* **Task description**
Below are some records; reproduce every one of them exactly.

---- Dataset entries

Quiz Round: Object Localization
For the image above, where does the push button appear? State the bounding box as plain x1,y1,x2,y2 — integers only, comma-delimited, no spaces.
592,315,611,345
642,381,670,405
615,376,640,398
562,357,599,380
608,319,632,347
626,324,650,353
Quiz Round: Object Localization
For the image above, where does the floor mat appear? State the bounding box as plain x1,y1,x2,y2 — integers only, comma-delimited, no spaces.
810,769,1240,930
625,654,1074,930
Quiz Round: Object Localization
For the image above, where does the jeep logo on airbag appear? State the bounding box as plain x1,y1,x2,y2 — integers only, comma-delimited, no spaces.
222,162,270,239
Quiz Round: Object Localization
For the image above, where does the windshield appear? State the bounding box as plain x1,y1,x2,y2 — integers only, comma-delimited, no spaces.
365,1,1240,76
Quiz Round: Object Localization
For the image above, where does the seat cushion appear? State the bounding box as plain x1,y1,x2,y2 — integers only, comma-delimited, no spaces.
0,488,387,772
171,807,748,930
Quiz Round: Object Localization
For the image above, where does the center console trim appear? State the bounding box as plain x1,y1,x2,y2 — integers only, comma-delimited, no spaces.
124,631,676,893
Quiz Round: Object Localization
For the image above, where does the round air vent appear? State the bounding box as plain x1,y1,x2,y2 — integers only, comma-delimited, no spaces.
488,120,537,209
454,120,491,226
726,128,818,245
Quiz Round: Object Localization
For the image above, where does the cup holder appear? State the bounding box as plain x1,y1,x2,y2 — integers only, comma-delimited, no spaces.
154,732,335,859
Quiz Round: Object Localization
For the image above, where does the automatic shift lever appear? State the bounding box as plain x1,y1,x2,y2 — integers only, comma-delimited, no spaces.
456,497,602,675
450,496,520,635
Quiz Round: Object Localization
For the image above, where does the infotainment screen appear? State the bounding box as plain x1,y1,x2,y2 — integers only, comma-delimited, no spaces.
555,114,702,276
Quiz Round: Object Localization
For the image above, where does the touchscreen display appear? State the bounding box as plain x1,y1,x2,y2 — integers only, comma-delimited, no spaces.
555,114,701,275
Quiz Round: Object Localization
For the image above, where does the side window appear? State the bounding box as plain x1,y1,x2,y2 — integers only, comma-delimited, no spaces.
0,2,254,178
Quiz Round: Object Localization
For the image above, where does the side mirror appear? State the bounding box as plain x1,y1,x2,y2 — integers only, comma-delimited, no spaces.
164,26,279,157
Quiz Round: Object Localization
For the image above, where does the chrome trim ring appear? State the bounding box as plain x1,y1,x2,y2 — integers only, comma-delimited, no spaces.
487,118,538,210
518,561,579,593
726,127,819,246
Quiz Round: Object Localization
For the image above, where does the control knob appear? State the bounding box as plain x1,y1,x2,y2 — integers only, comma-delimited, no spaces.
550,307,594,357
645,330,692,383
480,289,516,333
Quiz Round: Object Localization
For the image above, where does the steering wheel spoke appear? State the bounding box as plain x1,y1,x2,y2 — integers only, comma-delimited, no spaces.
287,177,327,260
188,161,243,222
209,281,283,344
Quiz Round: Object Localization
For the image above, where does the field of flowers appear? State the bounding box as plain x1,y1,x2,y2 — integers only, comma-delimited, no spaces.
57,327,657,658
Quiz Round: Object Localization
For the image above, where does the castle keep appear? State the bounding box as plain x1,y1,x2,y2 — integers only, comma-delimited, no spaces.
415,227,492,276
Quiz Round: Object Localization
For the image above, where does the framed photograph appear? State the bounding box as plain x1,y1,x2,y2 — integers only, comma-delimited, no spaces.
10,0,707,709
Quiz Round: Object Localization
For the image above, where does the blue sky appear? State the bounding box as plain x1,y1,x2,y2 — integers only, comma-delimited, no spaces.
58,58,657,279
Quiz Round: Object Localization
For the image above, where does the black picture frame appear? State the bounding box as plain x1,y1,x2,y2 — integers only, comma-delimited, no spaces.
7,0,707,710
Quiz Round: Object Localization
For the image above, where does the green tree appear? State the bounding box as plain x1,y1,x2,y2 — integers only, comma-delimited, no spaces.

--------

* **The answer**
Quiz Round: Object Localization
For the image above, where does the push button appear? State the bounding box as plain x1,y1,x2,y2 — integers only, comma-delimited, no spaces.
592,315,611,345
642,381,670,405
615,376,640,398
562,357,599,380
608,319,632,347
626,324,650,353
Quiz Round: Object Localization
For the image above, where does the floor mat appear? State the bounding box as plain x1,y1,x2,y2 — integers only, comma-delimited, no spaces.
810,769,1240,930
625,654,1074,930
Quiz Round: Object Localization
For the image above, where does the jeep logo on airbag appear? State the bounding box as plain x1,y1,x2,y2 — integers only, comma-delimited, no spaces.
222,162,270,239
Quiz Round: Object Localization
For the image above, where does the windshield appear? State the bounding box as plain x1,y1,x2,y2 — integers only, comma-delimited, no spaces.
365,1,1240,76
Quiz Round: Object Localization
For the image above, where does the seat cushion appear? State the bounding box as plain x1,y1,x2,y2 — integers only, comma-delimited, no spaces.
0,488,387,772
171,807,748,930
Quiz Round: Object Localization
For the image above, where does the center console trim appear? State the bounding box as plain x1,y1,x2,y2 — integers only, comma-delimited, no spaces.
124,631,676,893
Quiz Round: Object Localization
For the image above, where does the round air vent appear? State the bounding box as plain x1,y1,x2,y2 — integers only, comma-delimited, no spaces.
488,120,537,209
454,120,491,226
726,128,818,245
Quiz Round: Object Localization
For the image above, where does the cup holder appear? State the bounding box as plain x1,y1,x2,y2 — integers only, comma-delimited, no spaces.
154,732,335,859
Quiz Round: Object Localization
For the image above, where does the automatic shift lever appear? State the bounding box as plain x1,y1,x2,y2 — integers only, comma-delimited, no spaces.
456,497,602,675
450,496,520,635
Quiz Round: Object Localization
For the image above, where does the infotainment screen appear? State the bounding box as plain x1,y1,x2,y2 — integers only, comma-delimited, no spaces.
555,114,702,276
Quiz Round: Object Localization
For the image above, where does the touchscreen display appear? State the bounding box as plain x1,y1,x2,y2 — integers only, comma-delimited, no spaces.
555,114,701,275
Quiz Round: Object Localization
For the image above, where does the side window appear? State the bounding box as plain x1,y1,x2,y2 — integers only, comma-delimited, no spaces.
0,2,254,178
Quiz Round: Object Localization
For the image above, where does the side mirror appear? State the bounding box as plain x1,y1,x2,y2 — integers only, comma-delimited, no spaces.
164,26,279,157
Quiz Round: Object Localization
For the image above, where does the chrome trim ring appear? State the bounding box as plain x1,y1,x2,y2 — integers only, comma-delimited, no spaces.
487,118,538,210
518,561,579,593
726,127,819,246
Quiz Round: Object Localization
For the image above, where does the control knob appear? State the bounding box as plain x1,y1,x2,y2 — integers only, comma-delimited, no spaces.
550,307,594,357
645,330,692,383
480,289,516,333
Quiz Round: Object Localization
For the image above, where does the steering wheel spoke appear? State the bounding box as plain x1,y1,x2,y2 — integers only, comma-delimited, no spaces.
287,177,327,260
188,161,243,222
209,281,283,344
Quiz Round: Object Localization
For the image above, where does the field of flowers appear? State the bounding box as plain x1,y1,x2,y2 — integers only, comma-delimited, no spaces.
57,327,657,658
Quiz Round: Object Localization
For the image above, where does the castle keep appear? State the bounding box as plain x1,y1,x2,y2 — integers only, comma-delimited, no spaces.
415,227,492,276
Quiz Round: Object Localization
For the image above, where does the framed photograph appear? State the bounding box as plain x1,y1,x2,y2 — integers only, comma-delimited, no spaces.
10,0,707,709
Quiz Round: Object Localization
For the image above, where does the blue sky appear? State the bounding box as plain x1,y1,x2,y2 — integers only, comma-delimited, no spaces.
58,58,657,279
Quiz Round: Object Localization
For the image above, where does the black picture frame appear? State the bounding box as plain x1,y1,x2,y2 — integers only, comma-delimited, no spaces.
7,0,707,710
Quiz Round: Object Localization
For the image above, where does the green tree appear? State the bounding box as plain x1,y1,x2,y2 — integers only, comma-delimited, no spaces.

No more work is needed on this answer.